▶ **Problem to solve**:
Below are some records. Say how many of their lines include the string "brown", giving only the number.

▶ **Data to examine**:
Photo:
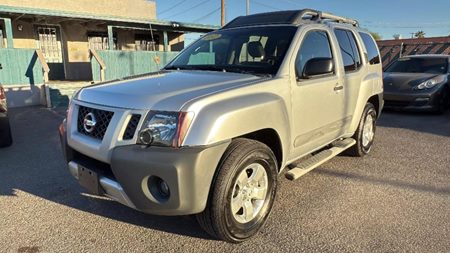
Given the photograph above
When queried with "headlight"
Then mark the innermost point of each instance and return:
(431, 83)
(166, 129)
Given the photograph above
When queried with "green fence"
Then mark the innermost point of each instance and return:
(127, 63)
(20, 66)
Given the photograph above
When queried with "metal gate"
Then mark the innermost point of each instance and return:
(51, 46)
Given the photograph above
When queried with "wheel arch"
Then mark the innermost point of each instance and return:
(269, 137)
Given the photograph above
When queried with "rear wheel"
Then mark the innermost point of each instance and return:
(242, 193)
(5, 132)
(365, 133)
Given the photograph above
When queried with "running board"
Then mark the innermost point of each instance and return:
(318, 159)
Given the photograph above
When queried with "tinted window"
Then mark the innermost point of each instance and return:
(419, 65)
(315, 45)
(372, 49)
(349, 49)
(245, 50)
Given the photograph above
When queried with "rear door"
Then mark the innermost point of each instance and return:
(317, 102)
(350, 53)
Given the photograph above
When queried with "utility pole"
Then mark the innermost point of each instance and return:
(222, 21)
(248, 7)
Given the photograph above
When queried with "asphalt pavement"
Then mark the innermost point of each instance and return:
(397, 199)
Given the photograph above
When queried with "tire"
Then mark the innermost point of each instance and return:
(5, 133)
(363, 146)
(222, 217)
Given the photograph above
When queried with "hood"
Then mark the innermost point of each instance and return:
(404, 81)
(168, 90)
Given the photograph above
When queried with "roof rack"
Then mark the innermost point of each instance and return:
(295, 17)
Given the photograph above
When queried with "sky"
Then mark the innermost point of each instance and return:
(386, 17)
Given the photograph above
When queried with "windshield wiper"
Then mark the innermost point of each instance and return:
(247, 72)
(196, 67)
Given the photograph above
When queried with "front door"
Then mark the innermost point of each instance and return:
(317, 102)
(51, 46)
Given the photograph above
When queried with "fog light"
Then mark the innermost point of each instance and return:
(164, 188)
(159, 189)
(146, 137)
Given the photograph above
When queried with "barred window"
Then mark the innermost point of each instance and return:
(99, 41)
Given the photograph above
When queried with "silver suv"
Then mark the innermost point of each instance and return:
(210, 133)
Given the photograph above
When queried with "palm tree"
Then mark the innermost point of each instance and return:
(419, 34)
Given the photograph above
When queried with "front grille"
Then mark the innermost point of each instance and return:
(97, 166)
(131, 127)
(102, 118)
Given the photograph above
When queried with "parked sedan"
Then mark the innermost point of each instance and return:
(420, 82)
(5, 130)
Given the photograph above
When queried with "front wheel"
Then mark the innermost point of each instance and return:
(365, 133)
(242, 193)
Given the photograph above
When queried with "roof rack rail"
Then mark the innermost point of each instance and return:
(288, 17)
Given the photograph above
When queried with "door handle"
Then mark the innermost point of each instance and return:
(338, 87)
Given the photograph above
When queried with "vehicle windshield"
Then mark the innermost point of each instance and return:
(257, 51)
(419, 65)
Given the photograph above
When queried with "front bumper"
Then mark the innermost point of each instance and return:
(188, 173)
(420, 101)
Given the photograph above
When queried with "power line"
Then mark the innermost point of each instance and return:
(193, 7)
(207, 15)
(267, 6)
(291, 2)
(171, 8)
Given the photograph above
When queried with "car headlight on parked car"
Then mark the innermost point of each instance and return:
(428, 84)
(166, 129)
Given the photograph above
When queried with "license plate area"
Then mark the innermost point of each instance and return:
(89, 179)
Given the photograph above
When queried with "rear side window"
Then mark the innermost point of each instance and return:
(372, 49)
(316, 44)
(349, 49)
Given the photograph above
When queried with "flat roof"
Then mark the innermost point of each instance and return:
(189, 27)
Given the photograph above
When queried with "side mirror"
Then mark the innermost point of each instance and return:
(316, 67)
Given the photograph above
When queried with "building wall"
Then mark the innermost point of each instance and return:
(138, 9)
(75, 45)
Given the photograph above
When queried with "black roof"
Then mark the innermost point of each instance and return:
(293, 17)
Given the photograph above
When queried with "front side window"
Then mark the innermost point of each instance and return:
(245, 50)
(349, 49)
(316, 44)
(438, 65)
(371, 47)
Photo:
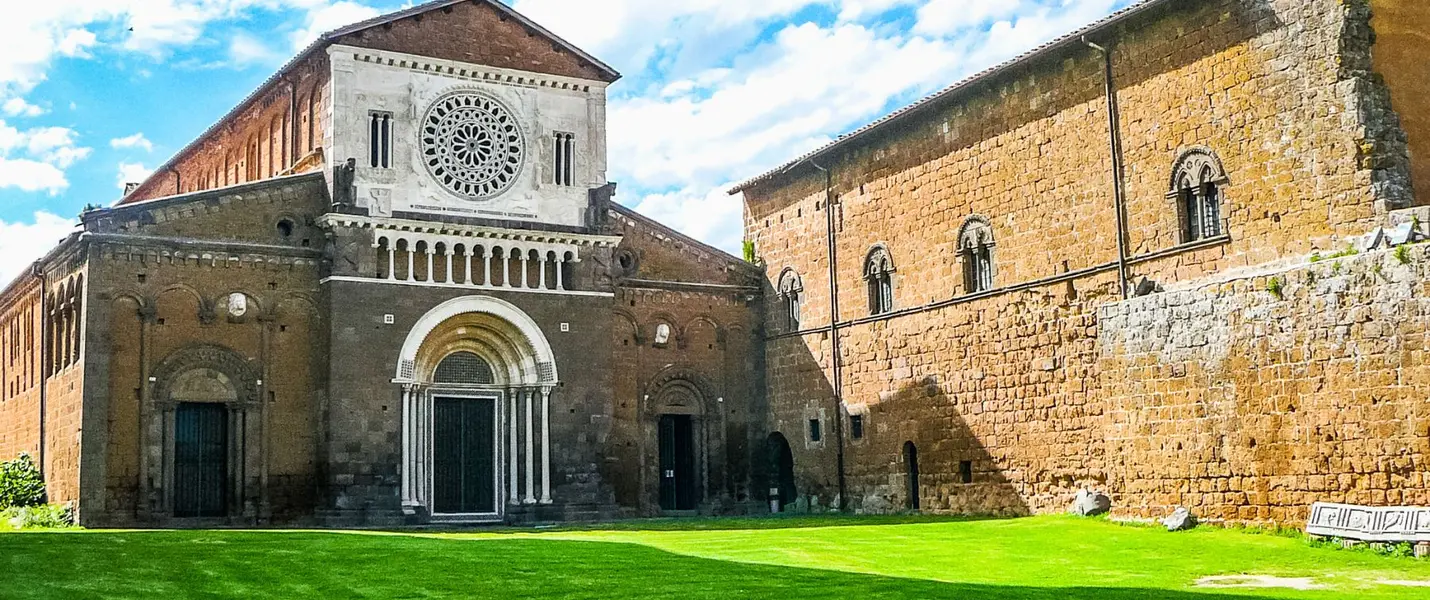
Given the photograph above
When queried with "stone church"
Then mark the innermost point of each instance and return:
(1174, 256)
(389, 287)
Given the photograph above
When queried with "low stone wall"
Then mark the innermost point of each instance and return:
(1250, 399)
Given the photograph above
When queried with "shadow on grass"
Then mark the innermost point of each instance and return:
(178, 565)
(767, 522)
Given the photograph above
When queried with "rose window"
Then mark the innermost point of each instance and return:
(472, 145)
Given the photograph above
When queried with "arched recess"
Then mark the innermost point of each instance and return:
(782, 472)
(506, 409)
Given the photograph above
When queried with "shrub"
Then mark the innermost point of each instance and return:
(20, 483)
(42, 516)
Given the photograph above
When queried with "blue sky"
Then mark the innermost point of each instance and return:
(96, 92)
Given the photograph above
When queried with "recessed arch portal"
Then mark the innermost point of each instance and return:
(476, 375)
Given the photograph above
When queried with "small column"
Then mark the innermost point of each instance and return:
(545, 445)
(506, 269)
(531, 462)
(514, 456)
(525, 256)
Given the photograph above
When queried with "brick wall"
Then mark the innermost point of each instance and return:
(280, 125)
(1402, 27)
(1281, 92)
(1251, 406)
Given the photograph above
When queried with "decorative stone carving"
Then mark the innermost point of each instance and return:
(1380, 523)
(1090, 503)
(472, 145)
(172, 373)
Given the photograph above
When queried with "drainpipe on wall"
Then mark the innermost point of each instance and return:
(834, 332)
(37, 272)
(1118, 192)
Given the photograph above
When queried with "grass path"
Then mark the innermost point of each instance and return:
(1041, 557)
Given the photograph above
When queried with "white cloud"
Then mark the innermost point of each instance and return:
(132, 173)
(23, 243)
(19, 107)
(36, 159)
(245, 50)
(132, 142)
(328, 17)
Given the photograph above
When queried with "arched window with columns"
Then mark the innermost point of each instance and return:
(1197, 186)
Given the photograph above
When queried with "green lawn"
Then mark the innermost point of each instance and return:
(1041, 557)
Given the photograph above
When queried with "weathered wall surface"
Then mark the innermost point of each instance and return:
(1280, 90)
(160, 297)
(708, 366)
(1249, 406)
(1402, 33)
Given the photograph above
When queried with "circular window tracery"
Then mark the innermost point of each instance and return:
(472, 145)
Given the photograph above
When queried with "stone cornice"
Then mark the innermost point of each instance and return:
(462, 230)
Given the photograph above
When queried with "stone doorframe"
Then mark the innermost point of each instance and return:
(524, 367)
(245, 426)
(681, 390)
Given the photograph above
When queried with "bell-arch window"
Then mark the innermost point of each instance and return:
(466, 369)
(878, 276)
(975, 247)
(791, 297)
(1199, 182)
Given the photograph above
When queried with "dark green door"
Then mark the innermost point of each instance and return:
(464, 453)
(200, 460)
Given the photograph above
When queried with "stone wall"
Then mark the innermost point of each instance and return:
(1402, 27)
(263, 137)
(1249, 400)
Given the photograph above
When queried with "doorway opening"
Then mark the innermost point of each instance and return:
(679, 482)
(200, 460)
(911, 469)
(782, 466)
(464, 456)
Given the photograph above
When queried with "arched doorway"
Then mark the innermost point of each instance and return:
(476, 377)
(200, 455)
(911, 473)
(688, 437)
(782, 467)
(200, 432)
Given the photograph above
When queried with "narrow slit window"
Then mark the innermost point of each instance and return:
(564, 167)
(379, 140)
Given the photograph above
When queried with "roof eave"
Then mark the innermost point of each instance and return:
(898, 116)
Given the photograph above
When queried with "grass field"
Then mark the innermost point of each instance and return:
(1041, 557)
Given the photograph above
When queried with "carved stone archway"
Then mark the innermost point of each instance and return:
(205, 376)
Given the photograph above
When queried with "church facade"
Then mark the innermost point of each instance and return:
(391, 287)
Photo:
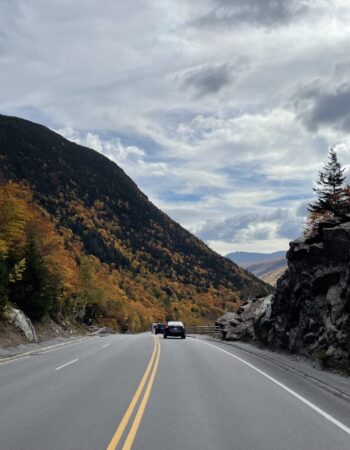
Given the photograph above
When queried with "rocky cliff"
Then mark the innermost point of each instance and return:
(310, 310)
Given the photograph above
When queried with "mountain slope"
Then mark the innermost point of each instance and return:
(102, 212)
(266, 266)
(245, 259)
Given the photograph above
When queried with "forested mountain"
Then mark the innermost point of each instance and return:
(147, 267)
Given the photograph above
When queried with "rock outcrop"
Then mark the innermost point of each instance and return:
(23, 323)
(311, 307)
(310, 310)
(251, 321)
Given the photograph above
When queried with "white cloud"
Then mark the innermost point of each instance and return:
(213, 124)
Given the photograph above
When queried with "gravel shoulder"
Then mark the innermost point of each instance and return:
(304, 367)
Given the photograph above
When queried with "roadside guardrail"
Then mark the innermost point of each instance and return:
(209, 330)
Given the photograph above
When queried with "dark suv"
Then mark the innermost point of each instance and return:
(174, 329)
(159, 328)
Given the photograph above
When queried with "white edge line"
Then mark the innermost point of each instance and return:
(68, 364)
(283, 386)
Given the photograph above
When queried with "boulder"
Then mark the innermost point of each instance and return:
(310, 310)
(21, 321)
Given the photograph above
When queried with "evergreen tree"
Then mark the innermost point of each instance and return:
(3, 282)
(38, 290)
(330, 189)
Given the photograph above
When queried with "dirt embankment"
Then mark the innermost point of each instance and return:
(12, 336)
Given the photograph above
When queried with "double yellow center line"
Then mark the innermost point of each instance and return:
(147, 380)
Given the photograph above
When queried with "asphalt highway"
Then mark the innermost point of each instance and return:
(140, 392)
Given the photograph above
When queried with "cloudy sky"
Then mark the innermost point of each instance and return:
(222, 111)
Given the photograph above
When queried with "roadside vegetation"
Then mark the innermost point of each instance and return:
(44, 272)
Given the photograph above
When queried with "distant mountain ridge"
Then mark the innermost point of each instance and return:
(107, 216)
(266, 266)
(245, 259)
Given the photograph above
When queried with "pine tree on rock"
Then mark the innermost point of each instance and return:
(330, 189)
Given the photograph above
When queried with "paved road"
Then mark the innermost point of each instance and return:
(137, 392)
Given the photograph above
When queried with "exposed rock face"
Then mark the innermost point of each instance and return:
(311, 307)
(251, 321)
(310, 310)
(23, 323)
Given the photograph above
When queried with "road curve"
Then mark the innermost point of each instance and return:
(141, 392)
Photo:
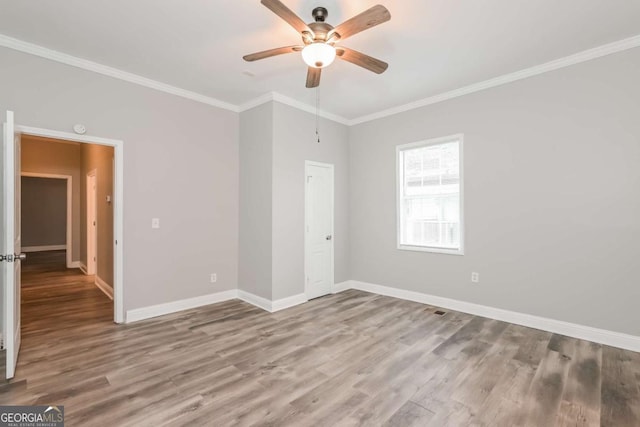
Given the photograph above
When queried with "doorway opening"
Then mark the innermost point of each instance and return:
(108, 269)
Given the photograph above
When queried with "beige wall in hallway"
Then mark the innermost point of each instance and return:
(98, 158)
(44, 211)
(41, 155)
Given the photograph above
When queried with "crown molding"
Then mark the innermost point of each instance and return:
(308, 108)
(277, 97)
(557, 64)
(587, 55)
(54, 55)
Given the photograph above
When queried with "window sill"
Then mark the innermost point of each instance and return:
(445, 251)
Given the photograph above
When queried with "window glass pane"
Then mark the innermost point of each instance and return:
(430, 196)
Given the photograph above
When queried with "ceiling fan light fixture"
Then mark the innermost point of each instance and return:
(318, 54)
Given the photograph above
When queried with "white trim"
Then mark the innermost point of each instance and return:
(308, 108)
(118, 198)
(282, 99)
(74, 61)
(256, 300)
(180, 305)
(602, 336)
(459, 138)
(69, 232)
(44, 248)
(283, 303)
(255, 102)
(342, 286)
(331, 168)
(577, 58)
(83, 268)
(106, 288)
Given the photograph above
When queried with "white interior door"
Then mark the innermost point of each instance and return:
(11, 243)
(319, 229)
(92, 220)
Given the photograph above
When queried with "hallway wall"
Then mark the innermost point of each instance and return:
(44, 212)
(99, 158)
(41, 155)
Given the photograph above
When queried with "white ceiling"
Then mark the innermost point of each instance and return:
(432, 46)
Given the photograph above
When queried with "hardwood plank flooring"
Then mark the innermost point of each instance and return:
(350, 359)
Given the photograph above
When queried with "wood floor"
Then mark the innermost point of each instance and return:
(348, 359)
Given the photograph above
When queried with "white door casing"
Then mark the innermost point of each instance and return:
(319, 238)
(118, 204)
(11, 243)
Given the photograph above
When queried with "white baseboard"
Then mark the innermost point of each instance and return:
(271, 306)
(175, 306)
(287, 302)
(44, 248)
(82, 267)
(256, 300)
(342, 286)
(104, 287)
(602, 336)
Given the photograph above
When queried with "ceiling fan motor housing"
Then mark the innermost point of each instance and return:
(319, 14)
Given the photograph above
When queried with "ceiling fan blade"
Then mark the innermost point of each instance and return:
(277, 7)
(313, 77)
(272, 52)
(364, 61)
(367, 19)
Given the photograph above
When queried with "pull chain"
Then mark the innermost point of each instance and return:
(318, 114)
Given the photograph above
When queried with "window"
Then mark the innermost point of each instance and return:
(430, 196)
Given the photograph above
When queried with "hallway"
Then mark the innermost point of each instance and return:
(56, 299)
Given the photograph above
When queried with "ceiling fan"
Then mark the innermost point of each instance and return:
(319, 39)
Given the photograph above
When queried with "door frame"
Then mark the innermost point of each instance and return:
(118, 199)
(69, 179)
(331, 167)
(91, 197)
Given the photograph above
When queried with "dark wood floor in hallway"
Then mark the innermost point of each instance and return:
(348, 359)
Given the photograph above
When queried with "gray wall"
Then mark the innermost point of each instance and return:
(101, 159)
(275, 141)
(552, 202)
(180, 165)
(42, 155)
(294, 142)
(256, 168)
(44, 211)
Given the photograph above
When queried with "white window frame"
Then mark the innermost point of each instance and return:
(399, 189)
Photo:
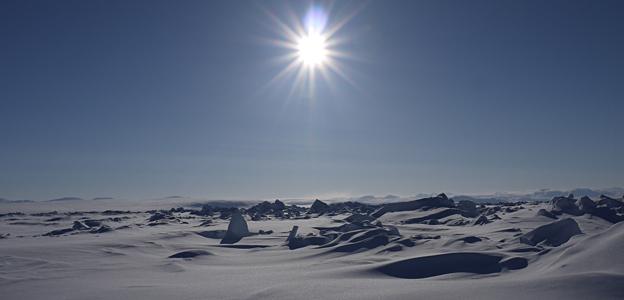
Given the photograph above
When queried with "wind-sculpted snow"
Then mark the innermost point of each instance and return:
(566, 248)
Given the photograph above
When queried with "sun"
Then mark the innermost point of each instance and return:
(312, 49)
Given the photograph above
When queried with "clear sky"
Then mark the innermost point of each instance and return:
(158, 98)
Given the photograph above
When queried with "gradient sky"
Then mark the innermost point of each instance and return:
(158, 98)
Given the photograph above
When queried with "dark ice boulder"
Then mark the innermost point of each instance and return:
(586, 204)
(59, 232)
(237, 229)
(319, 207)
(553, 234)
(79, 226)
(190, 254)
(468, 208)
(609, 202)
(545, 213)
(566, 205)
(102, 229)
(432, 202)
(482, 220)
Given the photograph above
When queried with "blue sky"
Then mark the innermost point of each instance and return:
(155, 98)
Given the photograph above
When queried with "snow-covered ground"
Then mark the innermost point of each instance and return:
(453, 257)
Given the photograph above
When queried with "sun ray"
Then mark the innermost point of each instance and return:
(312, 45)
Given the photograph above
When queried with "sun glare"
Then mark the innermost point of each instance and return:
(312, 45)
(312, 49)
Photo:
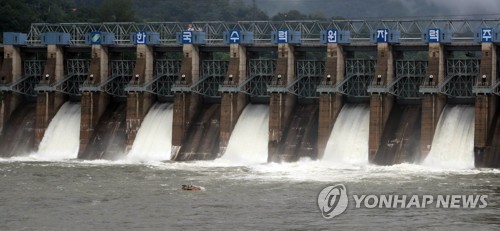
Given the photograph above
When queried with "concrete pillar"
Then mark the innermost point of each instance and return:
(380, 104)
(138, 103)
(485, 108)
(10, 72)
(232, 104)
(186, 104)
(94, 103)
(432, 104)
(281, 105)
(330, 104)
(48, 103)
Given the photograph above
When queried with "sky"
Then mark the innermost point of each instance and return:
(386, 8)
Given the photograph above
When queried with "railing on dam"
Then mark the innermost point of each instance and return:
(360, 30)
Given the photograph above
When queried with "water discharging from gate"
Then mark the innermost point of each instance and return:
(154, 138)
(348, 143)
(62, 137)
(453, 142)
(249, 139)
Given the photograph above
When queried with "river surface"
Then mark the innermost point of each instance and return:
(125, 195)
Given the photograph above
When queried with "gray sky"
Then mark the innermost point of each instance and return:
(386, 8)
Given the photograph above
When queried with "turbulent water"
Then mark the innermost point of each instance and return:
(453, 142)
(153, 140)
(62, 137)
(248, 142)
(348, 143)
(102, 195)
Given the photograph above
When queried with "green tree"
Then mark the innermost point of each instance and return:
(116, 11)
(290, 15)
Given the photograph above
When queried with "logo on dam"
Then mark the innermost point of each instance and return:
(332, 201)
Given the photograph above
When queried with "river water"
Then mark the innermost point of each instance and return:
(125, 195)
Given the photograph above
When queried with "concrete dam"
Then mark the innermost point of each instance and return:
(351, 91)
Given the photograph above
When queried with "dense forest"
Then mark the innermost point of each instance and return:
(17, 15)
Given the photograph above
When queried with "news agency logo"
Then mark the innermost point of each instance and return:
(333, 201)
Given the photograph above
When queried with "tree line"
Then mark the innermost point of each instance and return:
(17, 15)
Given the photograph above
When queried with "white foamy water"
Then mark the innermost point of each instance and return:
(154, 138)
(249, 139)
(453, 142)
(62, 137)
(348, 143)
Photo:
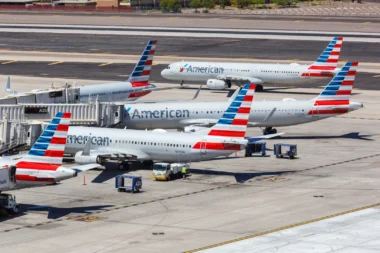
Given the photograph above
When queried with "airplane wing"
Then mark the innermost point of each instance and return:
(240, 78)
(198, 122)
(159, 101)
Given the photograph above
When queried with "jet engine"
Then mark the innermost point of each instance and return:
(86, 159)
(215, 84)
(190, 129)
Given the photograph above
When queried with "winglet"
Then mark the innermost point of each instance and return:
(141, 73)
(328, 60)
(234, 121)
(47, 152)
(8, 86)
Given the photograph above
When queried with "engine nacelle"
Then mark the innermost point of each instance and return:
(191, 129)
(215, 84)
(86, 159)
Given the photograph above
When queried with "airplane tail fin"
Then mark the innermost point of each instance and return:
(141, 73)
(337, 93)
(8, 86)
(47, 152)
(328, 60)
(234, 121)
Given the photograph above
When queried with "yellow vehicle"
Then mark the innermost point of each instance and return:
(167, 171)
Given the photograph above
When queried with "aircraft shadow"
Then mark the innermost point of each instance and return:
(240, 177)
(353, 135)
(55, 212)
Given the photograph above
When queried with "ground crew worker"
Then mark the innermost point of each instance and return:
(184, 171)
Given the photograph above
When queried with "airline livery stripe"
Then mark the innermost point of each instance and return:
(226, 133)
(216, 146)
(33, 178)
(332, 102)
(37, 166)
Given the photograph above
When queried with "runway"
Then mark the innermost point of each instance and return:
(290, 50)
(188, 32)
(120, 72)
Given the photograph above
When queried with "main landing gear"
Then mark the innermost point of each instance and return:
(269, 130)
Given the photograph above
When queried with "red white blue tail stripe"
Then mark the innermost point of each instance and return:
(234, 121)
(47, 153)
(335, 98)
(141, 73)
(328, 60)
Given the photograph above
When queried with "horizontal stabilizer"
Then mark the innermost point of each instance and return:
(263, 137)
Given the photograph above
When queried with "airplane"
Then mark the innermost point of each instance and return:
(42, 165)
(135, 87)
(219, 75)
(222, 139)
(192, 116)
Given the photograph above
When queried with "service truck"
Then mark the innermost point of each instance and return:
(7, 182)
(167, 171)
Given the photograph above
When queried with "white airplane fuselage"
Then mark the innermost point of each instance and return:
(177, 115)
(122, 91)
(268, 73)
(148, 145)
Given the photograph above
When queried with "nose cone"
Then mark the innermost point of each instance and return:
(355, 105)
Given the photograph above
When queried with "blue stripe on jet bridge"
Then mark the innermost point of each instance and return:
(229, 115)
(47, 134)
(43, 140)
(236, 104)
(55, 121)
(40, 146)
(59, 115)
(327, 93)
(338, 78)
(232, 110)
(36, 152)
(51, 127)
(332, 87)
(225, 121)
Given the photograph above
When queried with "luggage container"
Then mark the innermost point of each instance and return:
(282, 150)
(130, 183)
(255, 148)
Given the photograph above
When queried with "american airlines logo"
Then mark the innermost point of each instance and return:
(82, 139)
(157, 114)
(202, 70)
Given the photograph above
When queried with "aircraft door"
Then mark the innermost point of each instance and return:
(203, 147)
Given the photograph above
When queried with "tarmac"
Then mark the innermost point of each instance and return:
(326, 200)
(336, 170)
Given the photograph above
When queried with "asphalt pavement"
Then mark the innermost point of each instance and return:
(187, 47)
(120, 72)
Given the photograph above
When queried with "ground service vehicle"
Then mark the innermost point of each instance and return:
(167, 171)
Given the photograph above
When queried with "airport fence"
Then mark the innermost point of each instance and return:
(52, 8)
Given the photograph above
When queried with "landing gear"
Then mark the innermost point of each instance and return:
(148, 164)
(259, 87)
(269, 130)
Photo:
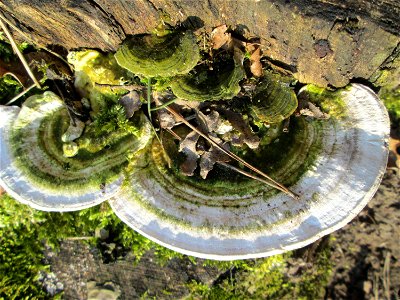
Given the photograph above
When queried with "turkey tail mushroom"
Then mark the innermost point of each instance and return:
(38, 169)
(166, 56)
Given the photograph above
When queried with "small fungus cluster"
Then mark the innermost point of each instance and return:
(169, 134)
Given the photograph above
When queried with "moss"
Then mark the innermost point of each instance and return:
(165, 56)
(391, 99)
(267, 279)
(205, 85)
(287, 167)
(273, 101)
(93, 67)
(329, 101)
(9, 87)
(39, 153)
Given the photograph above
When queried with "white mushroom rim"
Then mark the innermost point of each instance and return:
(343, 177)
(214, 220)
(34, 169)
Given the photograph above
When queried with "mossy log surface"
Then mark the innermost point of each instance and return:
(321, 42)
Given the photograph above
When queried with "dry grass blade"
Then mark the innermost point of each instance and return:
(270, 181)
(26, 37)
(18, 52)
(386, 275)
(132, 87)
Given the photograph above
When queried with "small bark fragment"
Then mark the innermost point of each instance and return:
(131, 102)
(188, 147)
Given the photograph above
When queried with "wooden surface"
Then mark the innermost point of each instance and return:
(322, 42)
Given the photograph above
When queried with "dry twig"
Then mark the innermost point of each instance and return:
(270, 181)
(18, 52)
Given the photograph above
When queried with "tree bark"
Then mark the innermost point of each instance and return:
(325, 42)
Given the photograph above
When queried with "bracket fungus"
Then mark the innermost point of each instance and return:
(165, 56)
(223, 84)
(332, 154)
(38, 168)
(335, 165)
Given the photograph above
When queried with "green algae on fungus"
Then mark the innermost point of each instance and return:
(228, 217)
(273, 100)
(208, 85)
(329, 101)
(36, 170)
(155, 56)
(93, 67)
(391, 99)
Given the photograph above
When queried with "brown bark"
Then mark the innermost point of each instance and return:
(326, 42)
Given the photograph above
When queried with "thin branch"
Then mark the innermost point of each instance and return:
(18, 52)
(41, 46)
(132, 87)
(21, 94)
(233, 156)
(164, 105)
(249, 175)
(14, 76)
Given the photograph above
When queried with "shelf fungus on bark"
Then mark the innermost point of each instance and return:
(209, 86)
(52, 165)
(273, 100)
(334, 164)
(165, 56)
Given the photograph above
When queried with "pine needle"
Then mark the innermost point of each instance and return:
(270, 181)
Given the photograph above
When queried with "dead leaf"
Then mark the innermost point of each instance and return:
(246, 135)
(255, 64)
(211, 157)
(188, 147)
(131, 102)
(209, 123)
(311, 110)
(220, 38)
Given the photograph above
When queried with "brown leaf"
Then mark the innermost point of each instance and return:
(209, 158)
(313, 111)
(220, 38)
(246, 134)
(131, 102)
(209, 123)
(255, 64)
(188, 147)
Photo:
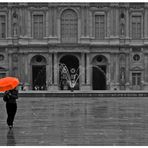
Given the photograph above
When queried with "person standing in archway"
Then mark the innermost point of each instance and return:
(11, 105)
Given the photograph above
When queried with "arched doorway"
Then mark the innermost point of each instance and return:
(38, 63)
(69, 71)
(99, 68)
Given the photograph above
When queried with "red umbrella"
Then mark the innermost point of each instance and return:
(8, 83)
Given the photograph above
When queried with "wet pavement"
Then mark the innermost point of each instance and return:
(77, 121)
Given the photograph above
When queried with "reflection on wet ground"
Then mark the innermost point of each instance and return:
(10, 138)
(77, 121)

▶ **Exercise result**:
2